*Assigned task*
Repeat the following entries exactly, excluding pictures.

*Dataset*
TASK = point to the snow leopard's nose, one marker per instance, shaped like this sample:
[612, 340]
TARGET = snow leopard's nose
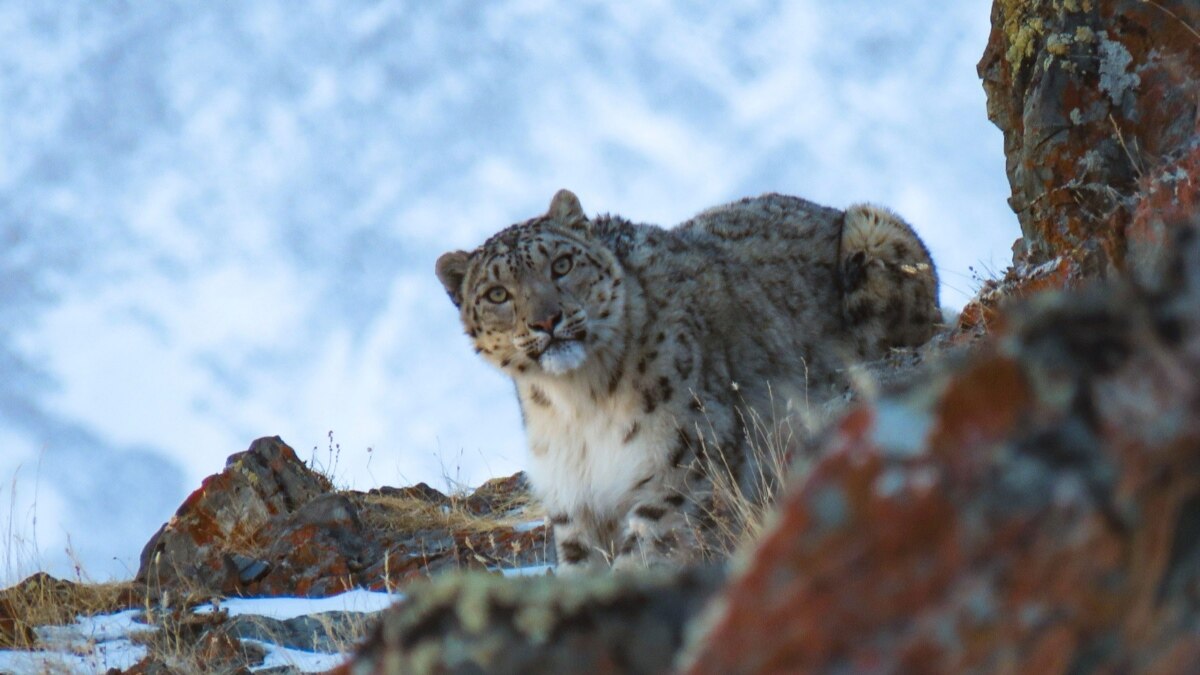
[547, 323]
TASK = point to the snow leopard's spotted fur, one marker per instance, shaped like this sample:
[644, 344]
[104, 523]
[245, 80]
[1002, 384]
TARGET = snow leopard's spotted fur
[637, 352]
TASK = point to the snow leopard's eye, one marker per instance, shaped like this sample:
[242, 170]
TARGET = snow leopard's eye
[497, 294]
[562, 266]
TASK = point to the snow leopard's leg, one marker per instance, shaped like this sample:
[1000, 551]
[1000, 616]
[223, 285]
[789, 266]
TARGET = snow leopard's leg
[889, 285]
[577, 542]
[672, 513]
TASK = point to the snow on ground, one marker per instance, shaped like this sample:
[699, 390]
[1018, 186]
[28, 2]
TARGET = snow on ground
[300, 659]
[95, 644]
[285, 608]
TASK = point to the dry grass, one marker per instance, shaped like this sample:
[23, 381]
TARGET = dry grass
[45, 601]
[741, 511]
[409, 513]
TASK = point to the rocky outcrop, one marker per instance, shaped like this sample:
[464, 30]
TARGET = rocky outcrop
[479, 623]
[1032, 503]
[268, 525]
[1037, 507]
[1035, 511]
[1098, 103]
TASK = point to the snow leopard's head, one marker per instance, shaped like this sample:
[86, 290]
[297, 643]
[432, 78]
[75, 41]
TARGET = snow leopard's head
[539, 297]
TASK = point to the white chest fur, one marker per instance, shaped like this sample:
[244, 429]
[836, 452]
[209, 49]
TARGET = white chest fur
[585, 457]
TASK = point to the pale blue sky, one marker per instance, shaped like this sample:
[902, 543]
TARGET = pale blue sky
[219, 220]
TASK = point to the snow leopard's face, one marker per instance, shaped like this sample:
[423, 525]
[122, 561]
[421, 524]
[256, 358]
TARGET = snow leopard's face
[538, 297]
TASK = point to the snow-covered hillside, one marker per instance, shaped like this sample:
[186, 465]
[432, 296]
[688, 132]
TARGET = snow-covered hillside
[219, 220]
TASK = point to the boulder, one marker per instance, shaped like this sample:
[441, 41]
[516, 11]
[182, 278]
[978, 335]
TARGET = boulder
[217, 532]
[1097, 101]
[268, 525]
[469, 623]
[1033, 509]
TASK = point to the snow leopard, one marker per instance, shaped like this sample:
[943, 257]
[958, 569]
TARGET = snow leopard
[640, 353]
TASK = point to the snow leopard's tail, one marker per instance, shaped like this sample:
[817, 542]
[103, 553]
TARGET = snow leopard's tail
[889, 285]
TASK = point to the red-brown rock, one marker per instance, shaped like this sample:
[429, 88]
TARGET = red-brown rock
[207, 544]
[1036, 511]
[1097, 100]
[270, 526]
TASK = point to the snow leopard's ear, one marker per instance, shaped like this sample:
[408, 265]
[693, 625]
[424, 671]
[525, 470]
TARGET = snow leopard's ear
[565, 209]
[451, 269]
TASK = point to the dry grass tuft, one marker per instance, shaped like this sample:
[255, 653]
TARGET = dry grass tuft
[42, 599]
[408, 512]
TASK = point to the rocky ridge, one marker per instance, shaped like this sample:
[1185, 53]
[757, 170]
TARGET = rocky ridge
[1023, 497]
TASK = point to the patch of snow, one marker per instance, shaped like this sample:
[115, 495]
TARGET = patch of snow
[283, 608]
[93, 644]
[300, 659]
[532, 571]
[528, 526]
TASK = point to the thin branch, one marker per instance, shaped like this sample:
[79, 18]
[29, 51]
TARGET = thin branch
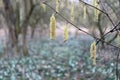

*Reply*
TASK = point to the snow leopard's nose, one marker per instance, shaped like this sample:
[612, 340]
TARGET = snow leopard's nose
[547, 323]
TASK = point to the snow leopard's spotted fur, one marker per instance, shaped like this sample:
[644, 344]
[104, 523]
[245, 80]
[1002, 384]
TARGET = snow leopard's spotted fur
[637, 352]
TASK = point to the snow leopard's eye, one marker per instance, shaped like this sample:
[242, 170]
TARGET = snow leopard's eye
[497, 294]
[562, 266]
TASK = point to the snow leopard's leg, one marker per instance, shaped like this sample:
[1000, 551]
[1000, 616]
[223, 285]
[789, 266]
TARGET = snow leopard's leg
[889, 285]
[577, 542]
[672, 513]
TASK = point to the snow on ground, one marker per instance, shaped like this sample:
[699, 390]
[1018, 186]
[28, 2]
TARGET = snow on ground
[300, 659]
[95, 644]
[285, 608]
TASK = point to the dry grass, one marker per instance, shaped like this sample:
[23, 381]
TARGET = dry grass
[45, 601]
[741, 511]
[409, 513]
TASK = point to the rocky outcrop, one marker per instance, shaped like this sample:
[464, 30]
TARGET = rocky outcrop
[479, 623]
[1032, 503]
[268, 525]
[1037, 507]
[1035, 511]
[1098, 103]
TASK = point to the snow leopard's head, one marker per instance, shaped like this sample:
[86, 290]
[297, 643]
[432, 78]
[75, 41]
TARGET = snow leopard's head
[539, 297]
TASK = point to the white chest fur, one marker per instance, shaped like this sample:
[244, 429]
[836, 452]
[209, 49]
TARGET = white chest fur
[585, 457]
TASK = point to the pale blue sky, one marker per instance, shaped like this sample:
[902, 543]
TARGET = pale blue sky
[219, 220]
TASK = point to the snow leopard's face, one marker per instance, shaped like this sample:
[423, 525]
[122, 561]
[421, 524]
[256, 358]
TARGET = snow leopard's face
[538, 297]
TASK = point to the snow-covered hillside, one marker per instance, shaped like this sample:
[186, 465]
[432, 296]
[688, 132]
TARGET = snow-covered hillside
[219, 220]
TASK = point to the boulder, one marker per instance, shaped like this sample:
[441, 41]
[516, 11]
[182, 278]
[978, 335]
TARGET = boulder
[217, 532]
[1097, 101]
[268, 525]
[469, 623]
[1033, 509]
TASK = point to the snow leopard, one marker per instance, shaped like this sample:
[943, 257]
[958, 569]
TARGET = snow leopard
[640, 353]
TASK = point to the snow leopard's tail, one marker per instance, shaped like this sample:
[817, 542]
[103, 553]
TARGET = snow leopard's tail
[889, 285]
TASK = point to the red-brown rock, one marker per instance, shaped like this sample:
[429, 88]
TARGET = red-brown rock
[207, 544]
[1036, 511]
[1097, 100]
[270, 526]
TASK = point to the snow leopard's ear, one marker per instance, shaped like this sample:
[408, 265]
[693, 625]
[424, 671]
[525, 470]
TARGET = snow leopard's ear
[565, 209]
[451, 269]
TASK = point to the dry grass tuft, one marker per instance, shaped like this sample:
[255, 653]
TARGET = dry grass tuft
[42, 599]
[408, 512]
TASK = point to the rocky ridge, one marker per instance, shaped like this sample:
[1185, 53]
[757, 170]
TARGET = rocky ridge
[1023, 497]
TASK = point to the patch of snow, one marker per instance, shaped like this sample:
[115, 495]
TARGET = patch of snow
[283, 608]
[93, 644]
[300, 659]
[532, 571]
[528, 526]
TASK = point to the thin branch, one marker per instance, shaped like this sample:
[79, 18]
[29, 51]
TARGET = thin branch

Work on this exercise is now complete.